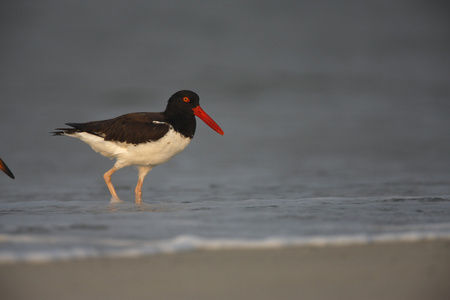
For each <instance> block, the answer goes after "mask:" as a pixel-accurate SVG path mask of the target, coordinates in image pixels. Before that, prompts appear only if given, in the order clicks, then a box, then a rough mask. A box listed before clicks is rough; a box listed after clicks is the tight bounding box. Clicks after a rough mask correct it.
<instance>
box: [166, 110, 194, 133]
mask: <svg viewBox="0 0 450 300" xmlns="http://www.w3.org/2000/svg"><path fill="white" fill-rule="evenodd" d="M164 116H165V119H166V121H167V122H168V123H170V124H171V125H172V127H173V128H174V129H175V131H177V132H179V133H181V134H182V135H184V136H185V137H187V138H193V137H194V133H195V127H196V121H195V116H194V115H186V114H181V113H180V114H177V113H172V112H167V111H165V112H164Z"/></svg>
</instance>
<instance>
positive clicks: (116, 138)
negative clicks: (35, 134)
mask: <svg viewBox="0 0 450 300" xmlns="http://www.w3.org/2000/svg"><path fill="white" fill-rule="evenodd" d="M66 125H69V126H72V127H73V128H57V129H56V130H60V131H56V132H54V135H63V134H73V133H75V132H87V133H90V134H95V135H98V136H101V137H103V138H104V139H105V140H107V141H118V142H126V143H130V144H139V143H145V142H149V141H156V140H158V139H160V138H162V137H163V136H164V135H165V134H166V133H167V132H168V131H169V129H170V127H171V126H170V124H168V123H166V122H165V120H164V115H163V114H162V113H131V114H126V115H122V116H119V117H117V118H114V119H109V120H103V121H93V122H87V123H66Z"/></svg>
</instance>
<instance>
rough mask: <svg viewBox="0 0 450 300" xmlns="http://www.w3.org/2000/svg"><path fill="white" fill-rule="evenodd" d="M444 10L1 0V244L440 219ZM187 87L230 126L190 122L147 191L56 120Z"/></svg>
mask: <svg viewBox="0 0 450 300" xmlns="http://www.w3.org/2000/svg"><path fill="white" fill-rule="evenodd" d="M447 8H448V7H444V6H439V5H438V4H434V3H411V2H406V1H405V2H404V1H394V2H393V1H385V2H383V1H382V2H380V1H374V2H373V3H372V2H365V3H364V4H362V3H359V2H355V3H353V2H352V1H344V2H340V3H339V6H337V7H333V6H332V5H324V4H319V3H316V2H314V1H310V2H309V1H304V2H292V3H290V2H289V3H288V2H286V3H284V2H270V1H269V2H254V3H253V2H246V3H243V2H242V1H234V2H227V3H222V2H219V1H217V2H216V1H213V2H211V1H207V2H202V1H194V2H192V3H190V4H189V5H186V3H185V2H180V3H173V2H171V3H170V4H169V3H158V4H156V3H149V2H148V1H131V2H127V3H121V2H120V1H117V2H110V5H109V6H108V9H104V7H103V6H101V4H100V2H99V3H96V2H89V4H79V3H78V2H76V1H72V2H71V1H65V2H64V3H58V4H55V3H50V2H46V1H40V2H39V3H37V2H36V3H30V2H27V1H23V2H22V1H14V2H2V3H1V4H0V14H2V16H0V20H1V21H0V23H1V26H0V34H1V37H2V38H1V40H2V42H3V46H2V47H1V50H0V53H1V55H0V60H1V63H2V68H1V69H0V79H1V82H2V87H1V89H0V98H1V105H2V108H1V110H0V128H1V130H0V140H1V144H0V157H2V158H3V159H4V161H5V162H6V163H7V164H8V166H9V167H10V168H11V170H12V171H13V173H14V175H15V176H16V180H11V179H10V178H8V177H7V176H6V175H4V176H0V191H1V192H0V215H1V217H0V260H1V261H16V260H51V259H62V258H67V259H70V258H75V257H91V256H106V255H131V256H133V255H143V254H151V253H159V252H167V251H169V252H170V251H179V250H189V249H194V248H196V247H203V248H208V247H242V246H245V245H252V246H254V247H255V246H258V245H259V246H261V247H265V246H271V247H272V246H275V245H276V246H283V245H289V244H308V243H309V244H311V243H312V244H314V243H315V244H327V243H336V242H342V241H345V242H349V243H352V242H353V243H356V242H370V241H374V240H386V239H388V240H402V239H417V238H419V239H420V238H434V237H450V156H449V153H450V138H449V137H450V130H449V128H450V118H449V115H450V101H448V99H449V96H450V84H449V83H450V82H449V81H450V69H449V68H448V65H447V64H446V63H445V62H448V61H449V58H450V54H449V53H450V51H449V50H450V41H449V40H448V34H449V31H450V30H449V28H450V26H449V25H450V24H449V23H450V21H449V20H448V17H447V15H446V14H445V13H444V12H445V11H446V9H447ZM186 88H188V89H192V90H194V91H196V92H197V93H198V94H199V95H200V97H201V105H202V107H203V109H204V110H205V111H206V112H207V113H208V114H209V115H210V116H211V117H212V118H213V119H214V120H215V121H216V122H217V123H218V124H219V125H220V126H221V127H222V128H223V129H224V131H225V135H224V136H220V135H218V134H217V133H215V132H214V131H212V130H210V129H209V128H208V127H207V126H206V125H205V124H203V123H202V122H201V121H199V122H198V129H197V133H196V137H195V139H194V140H193V142H192V143H191V144H190V145H189V147H188V148H187V149H186V150H185V151H184V152H183V153H181V154H179V155H178V156H177V157H175V158H174V159H173V160H172V161H170V162H169V163H167V164H166V165H163V166H159V167H157V168H155V169H154V170H153V171H152V172H151V173H150V174H149V176H148V178H147V181H146V182H145V184H144V189H143V192H144V204H143V205H141V206H136V205H134V203H133V201H134V200H133V197H134V195H133V191H134V186H135V184H136V181H137V172H136V170H135V169H133V168H127V169H124V170H121V171H119V172H117V173H116V174H114V176H113V183H114V184H115V186H116V188H117V191H118V193H119V196H120V197H121V198H122V200H124V203H110V202H109V200H110V198H109V197H110V196H109V193H108V190H107V188H106V186H105V184H104V182H103V178H102V174H103V173H104V172H105V171H106V170H108V169H109V168H110V167H111V166H112V164H113V162H112V161H109V160H107V159H105V158H102V157H101V156H99V155H98V154H96V153H94V152H93V151H92V150H91V149H90V148H89V147H88V146H87V145H84V144H82V143H81V142H80V141H78V140H75V139H70V138H66V137H52V136H51V135H50V134H49V132H50V131H52V130H53V129H54V128H55V127H60V126H62V125H63V124H64V123H65V122H84V121H90V120H99V119H105V118H110V117H114V116H117V115H119V114H123V113H127V112H133V111H161V110H163V109H164V107H165V103H166V100H167V99H168V97H169V96H170V95H171V94H172V93H173V92H175V91H177V90H180V89H186ZM0 175H2V174H0Z"/></svg>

- ACTION ITEM: Omit the pictures and reproduce the records above exactly.

- SOLUTION TO THIS TASK:
For each <instance> block, the answer goes after "mask:" as a pixel-accurate SVG path mask of the target, coordinates in image pixels. Before that, prompts appear only if given, in the order clicks, then a box, then a rough mask. A box listed before clicks is rough; a box listed after clicks is the tight bounding box. Clicks after a rough mask correct it.
<instance>
box: [166, 110, 194, 133]
mask: <svg viewBox="0 0 450 300" xmlns="http://www.w3.org/2000/svg"><path fill="white" fill-rule="evenodd" d="M164 116H165V119H166V121H167V122H168V123H170V124H171V125H172V127H173V128H174V129H175V131H177V132H179V133H181V134H182V135H184V136H185V137H187V138H193V137H194V133H195V127H196V121H195V116H194V115H186V114H181V113H180V114H177V113H172V112H167V111H165V112H164Z"/></svg>
</instance>
<instance>
positive clicks: (116, 138)
negative clicks: (35, 134)
mask: <svg viewBox="0 0 450 300" xmlns="http://www.w3.org/2000/svg"><path fill="white" fill-rule="evenodd" d="M66 125H69V126H72V127H73V128H57V129H56V130H60V131H56V132H54V135H63V134H73V133H75V132H87V133H90V134H95V135H98V136H101V137H103V138H104V139H105V140H107V141H118V142H126V143H130V144H139V143H145V142H149V141H156V140H158V139H160V138H162V137H163V136H164V135H165V134H166V133H167V132H168V131H169V129H170V127H171V126H170V124H168V123H166V122H165V120H164V115H163V114H162V113H131V114H126V115H122V116H119V117H117V118H114V119H109V120H103V121H93V122H87V123H66Z"/></svg>
</instance>
<instance>
rough mask: <svg viewBox="0 0 450 300" xmlns="http://www.w3.org/2000/svg"><path fill="white" fill-rule="evenodd" d="M444 10L1 0V244L440 219ZM187 87L230 126L190 122L147 191L56 120Z"/></svg>
mask: <svg viewBox="0 0 450 300" xmlns="http://www.w3.org/2000/svg"><path fill="white" fill-rule="evenodd" d="M447 8H448V7H444V6H439V5H438V4H434V3H411V2H406V1H405V2H404V1H394V2H393V1H385V2H383V1H382V2H380V1H374V2H373V3H372V2H365V3H364V4H362V3H359V2H355V3H353V2H352V1H344V2H340V3H339V6H337V7H333V6H332V5H324V4H319V3H316V2H314V1H310V2H309V1H304V2H292V3H290V2H289V3H288V2H286V3H284V2H270V1H269V2H254V3H253V2H246V3H243V2H242V1H234V2H227V3H222V2H219V1H217V2H216V1H213V2H211V1H207V2H202V1H194V2H192V3H190V4H189V5H186V3H185V2H180V3H173V2H171V3H170V4H169V3H158V4H156V3H149V2H148V1H131V2H127V3H121V2H120V1H117V2H110V5H109V6H108V9H104V7H103V6H101V4H100V2H99V3H96V2H89V4H79V3H78V2H76V1H72V2H71V1H65V2H64V3H58V4H55V3H50V2H46V1H40V2H39V3H37V2H36V3H30V2H27V1H23V2H22V1H14V2H2V3H1V4H0V14H2V16H0V20H1V21H0V23H1V26H0V34H1V37H2V38H1V40H2V42H3V46H2V47H1V50H0V53H1V55H0V60H1V63H2V68H1V69H0V79H1V82H2V87H1V89H0V98H1V105H2V108H1V110H0V128H1V130H0V140H1V144H0V157H2V158H3V159H4V161H5V162H6V163H7V164H8V166H9V167H10V168H11V170H12V171H13V173H14V175H15V176H16V180H11V179H10V178H8V177H7V176H6V175H4V176H0V191H1V192H0V215H1V217H0V260H1V261H16V260H51V259H62V258H67V259H70V258H75V257H91V256H106V255H131V256H133V255H143V254H151V253H159V252H167V251H169V252H170V251H179V250H189V249H194V248H196V247H203V248H208V247H242V246H245V245H252V246H254V247H255V246H258V245H259V246H261V247H265V246H271V247H272V246H275V245H276V246H283V245H289V244H308V243H309V244H311V243H312V244H314V243H315V244H327V243H336V242H342V241H345V242H349V243H352V242H353V243H356V242H370V241H374V240H386V239H388V240H402V239H417V238H419V239H420V238H434V237H450V156H449V153H450V138H449V137H450V130H449V128H450V118H449V115H450V101H448V99H449V96H450V84H449V83H450V82H449V81H450V69H449V68H448V65H447V64H446V63H445V62H448V61H449V58H450V54H449V53H450V51H449V50H450V41H449V40H448V34H449V31H450V30H449V28H450V26H449V25H450V24H449V23H450V21H449V20H448V17H447V15H446V14H445V13H444V12H445V11H446V9H447ZM186 88H188V89H192V90H194V91H196V92H197V93H198V94H199V95H200V97H201V105H202V107H203V109H204V110H205V111H206V112H207V113H208V114H209V115H210V116H211V117H212V118H213V119H214V120H215V121H216V122H217V123H218V124H219V125H220V126H221V127H222V128H223V129H224V131H225V135H224V136H220V135H218V134H217V133H215V132H214V131H212V130H210V129H209V128H208V127H207V126H206V125H205V124H203V123H202V122H201V121H199V122H198V129H197V133H196V137H195V139H194V140H193V142H192V143H191V144H190V145H189V147H188V148H187V149H186V150H185V151H184V152H183V153H181V154H179V155H178V156H177V157H175V158H174V159H173V160H172V161H170V162H169V163H167V164H166V165H163V166H159V167H157V168H155V169H154V170H153V171H152V172H151V173H150V174H149V176H148V178H147V181H146V182H145V184H144V189H143V192H144V204H143V205H141V206H136V205H134V203H133V201H134V200H133V197H134V195H133V191H134V186H135V184H136V181H137V172H136V170H135V169H133V168H127V169H124V170H121V171H119V172H117V173H116V174H114V176H113V183H114V184H115V186H116V188H117V191H118V193H119V196H120V197H121V198H122V200H124V203H110V202H109V200H110V198H109V197H110V196H109V193H108V190H107V188H106V186H105V184H104V182H103V178H102V174H103V173H104V172H105V171H106V170H108V169H109V168H110V167H111V166H112V164H113V162H112V161H109V160H107V159H105V158H102V157H101V156H99V155H98V154H96V153H94V152H93V151H92V150H91V149H90V148H89V147H88V146H87V145H84V144H82V143H81V142H80V141H78V140H75V139H70V138H66V137H52V136H51V135H50V134H49V132H50V131H52V130H53V129H54V128H55V127H60V126H62V125H63V124H64V123H65V122H84V121H90V120H99V119H105V118H110V117H114V116H117V115H119V114H123V113H127V112H133V111H161V110H163V109H164V107H165V103H166V100H167V99H168V97H169V96H170V95H171V94H172V93H173V92H175V91H177V90H180V89H186ZM0 175H2V174H0Z"/></svg>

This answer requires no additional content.